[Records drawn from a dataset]
════════
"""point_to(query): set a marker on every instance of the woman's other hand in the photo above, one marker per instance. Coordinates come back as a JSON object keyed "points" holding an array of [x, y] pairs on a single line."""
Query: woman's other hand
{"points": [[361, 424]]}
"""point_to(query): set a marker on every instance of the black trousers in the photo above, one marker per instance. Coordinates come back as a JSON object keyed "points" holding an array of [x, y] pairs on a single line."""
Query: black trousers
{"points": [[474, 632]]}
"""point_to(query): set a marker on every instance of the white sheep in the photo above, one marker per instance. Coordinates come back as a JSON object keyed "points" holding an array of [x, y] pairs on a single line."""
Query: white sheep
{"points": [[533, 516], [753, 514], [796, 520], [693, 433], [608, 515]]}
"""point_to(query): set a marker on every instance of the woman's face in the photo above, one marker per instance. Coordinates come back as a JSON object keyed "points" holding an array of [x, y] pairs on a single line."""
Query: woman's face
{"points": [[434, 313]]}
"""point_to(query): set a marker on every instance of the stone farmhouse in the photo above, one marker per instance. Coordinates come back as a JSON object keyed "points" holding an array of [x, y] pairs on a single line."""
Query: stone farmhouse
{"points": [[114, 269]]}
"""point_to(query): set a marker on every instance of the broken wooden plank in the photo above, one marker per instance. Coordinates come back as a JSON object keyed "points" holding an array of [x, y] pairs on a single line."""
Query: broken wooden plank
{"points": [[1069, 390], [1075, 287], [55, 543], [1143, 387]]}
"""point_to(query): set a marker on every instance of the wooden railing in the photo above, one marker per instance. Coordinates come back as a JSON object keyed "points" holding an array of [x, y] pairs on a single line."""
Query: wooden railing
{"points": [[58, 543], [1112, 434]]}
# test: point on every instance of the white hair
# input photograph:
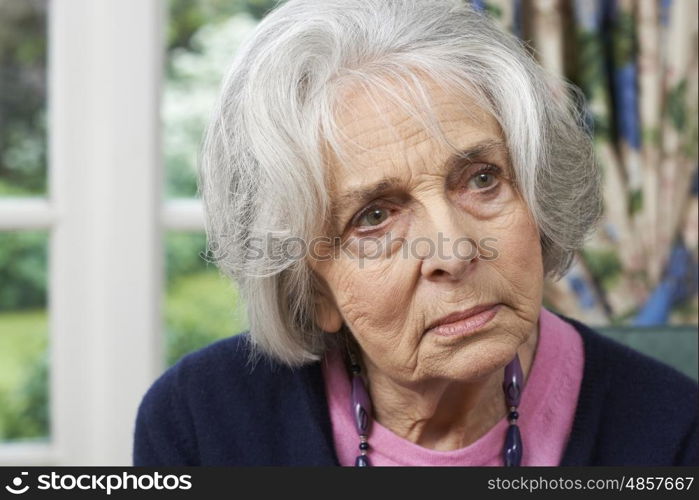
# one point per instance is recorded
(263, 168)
════════
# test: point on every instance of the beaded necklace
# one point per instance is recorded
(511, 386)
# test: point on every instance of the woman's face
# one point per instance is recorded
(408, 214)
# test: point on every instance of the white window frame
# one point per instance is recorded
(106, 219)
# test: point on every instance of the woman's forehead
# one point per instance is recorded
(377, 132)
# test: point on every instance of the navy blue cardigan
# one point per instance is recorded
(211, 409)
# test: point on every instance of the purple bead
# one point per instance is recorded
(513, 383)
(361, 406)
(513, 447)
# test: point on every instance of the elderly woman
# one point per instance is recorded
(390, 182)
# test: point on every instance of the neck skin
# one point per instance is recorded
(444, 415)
════════
*What to work on*: Reproduce every line from the entries that holds the word "test".

*Output of the exercise*:
# test: point on every instance of the white hair
# test: point on every instance of the beaded necklace
# test: point on every instance of the woman's face
# test: point on every instance of the white window frame
# test: point on every instance of the woman's forehead
# test: point on every instance of the navy blue cardigan
# test: point on every instance of the purple bead
# test: point on every instance of the elderly woman
# test: point on every instance of the neck skin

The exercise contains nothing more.